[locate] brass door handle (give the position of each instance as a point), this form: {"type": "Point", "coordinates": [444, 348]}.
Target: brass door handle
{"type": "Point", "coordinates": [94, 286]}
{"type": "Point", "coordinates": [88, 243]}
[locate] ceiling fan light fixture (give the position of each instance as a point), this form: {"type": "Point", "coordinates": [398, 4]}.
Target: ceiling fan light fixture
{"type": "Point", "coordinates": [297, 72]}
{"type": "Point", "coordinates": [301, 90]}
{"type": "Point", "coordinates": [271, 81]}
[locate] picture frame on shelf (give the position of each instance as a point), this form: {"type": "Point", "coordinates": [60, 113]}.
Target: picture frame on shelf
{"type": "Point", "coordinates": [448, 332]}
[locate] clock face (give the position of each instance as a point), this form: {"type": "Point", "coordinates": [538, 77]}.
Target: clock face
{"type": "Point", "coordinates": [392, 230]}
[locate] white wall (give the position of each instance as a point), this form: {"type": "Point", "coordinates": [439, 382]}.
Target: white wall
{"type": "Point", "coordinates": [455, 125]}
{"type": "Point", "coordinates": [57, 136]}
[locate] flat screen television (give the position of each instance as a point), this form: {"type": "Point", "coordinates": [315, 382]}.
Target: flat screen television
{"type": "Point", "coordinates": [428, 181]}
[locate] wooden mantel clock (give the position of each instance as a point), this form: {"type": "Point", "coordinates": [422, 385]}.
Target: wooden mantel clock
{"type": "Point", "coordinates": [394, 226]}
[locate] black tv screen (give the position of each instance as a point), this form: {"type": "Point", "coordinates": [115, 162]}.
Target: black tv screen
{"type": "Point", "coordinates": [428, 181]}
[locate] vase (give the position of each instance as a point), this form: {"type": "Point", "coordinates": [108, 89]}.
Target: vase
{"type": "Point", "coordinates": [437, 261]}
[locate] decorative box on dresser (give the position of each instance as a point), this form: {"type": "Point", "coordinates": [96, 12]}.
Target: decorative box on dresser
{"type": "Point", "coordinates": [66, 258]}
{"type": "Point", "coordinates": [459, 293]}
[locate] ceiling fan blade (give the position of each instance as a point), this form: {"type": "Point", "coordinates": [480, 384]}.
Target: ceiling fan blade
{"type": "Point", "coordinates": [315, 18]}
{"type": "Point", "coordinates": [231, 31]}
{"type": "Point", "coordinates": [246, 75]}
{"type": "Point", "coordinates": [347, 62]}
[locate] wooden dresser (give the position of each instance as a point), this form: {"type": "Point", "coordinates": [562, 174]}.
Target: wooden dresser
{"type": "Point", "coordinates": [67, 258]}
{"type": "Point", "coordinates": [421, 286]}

# # # # # # #

■ **What needs to be done**
Reproduce the lines above, swapping every occurrence of "ceiling fan" for "overhead fan". Leave all other text unchanged.

■ **The result**
[locate] brass door handle (give the position of each instance as a point), this form: {"type": "Point", "coordinates": [444, 348]}.
Target: brass door handle
{"type": "Point", "coordinates": [94, 286]}
{"type": "Point", "coordinates": [88, 243]}
[locate] overhead fan light fixture (give the position of each instance as a point), this form: {"type": "Point", "coordinates": [398, 4]}.
Target: overhead fan light fixture
{"type": "Point", "coordinates": [297, 72]}
{"type": "Point", "coordinates": [301, 90]}
{"type": "Point", "coordinates": [271, 81]}
[locate] picture frame on shelf (give the position of each instance as a point), this form: {"type": "Point", "coordinates": [60, 113]}.
Target: picture frame on shelf
{"type": "Point", "coordinates": [448, 332]}
[locate] clock face (give the position of each instance as a point), this form: {"type": "Point", "coordinates": [538, 77]}.
Target: clock face
{"type": "Point", "coordinates": [392, 230]}
[locate] white wall (give the position of each instance as a point), this form: {"type": "Point", "coordinates": [439, 382]}.
Target: white wall
{"type": "Point", "coordinates": [455, 125]}
{"type": "Point", "coordinates": [57, 136]}
[locate] flat screen television (give the position of each instance as a point), this form: {"type": "Point", "coordinates": [315, 382]}.
Target: flat screen television
{"type": "Point", "coordinates": [428, 181]}
[locate] wooden mantel clock (give the position of each instance as a point), this form: {"type": "Point", "coordinates": [422, 385]}.
Target: wooden mantel clock
{"type": "Point", "coordinates": [394, 226]}
[locate] black tv screen (give the position of each instance as a point), this form: {"type": "Point", "coordinates": [115, 162]}.
Target: black tv screen
{"type": "Point", "coordinates": [428, 181]}
[locate] vase (give the position of each instance as a point), this form: {"type": "Point", "coordinates": [108, 89]}.
Target: vase
{"type": "Point", "coordinates": [437, 261]}
[locate] decorative box on dresser (give the position of each instance as a point), this form: {"type": "Point", "coordinates": [96, 12]}.
Target: decorative box on dresser
{"type": "Point", "coordinates": [66, 258]}
{"type": "Point", "coordinates": [459, 293]}
[locate] overhead fan blade (give the position of each instance as a point), this form: {"type": "Point", "coordinates": [480, 384]}.
Target: overhead fan blade
{"type": "Point", "coordinates": [315, 18]}
{"type": "Point", "coordinates": [231, 31]}
{"type": "Point", "coordinates": [246, 75]}
{"type": "Point", "coordinates": [347, 62]}
[locate] wooden dresser (give the position of each instance as a point), this form: {"type": "Point", "coordinates": [562, 174]}.
Target: wooden dresser
{"type": "Point", "coordinates": [67, 258]}
{"type": "Point", "coordinates": [421, 286]}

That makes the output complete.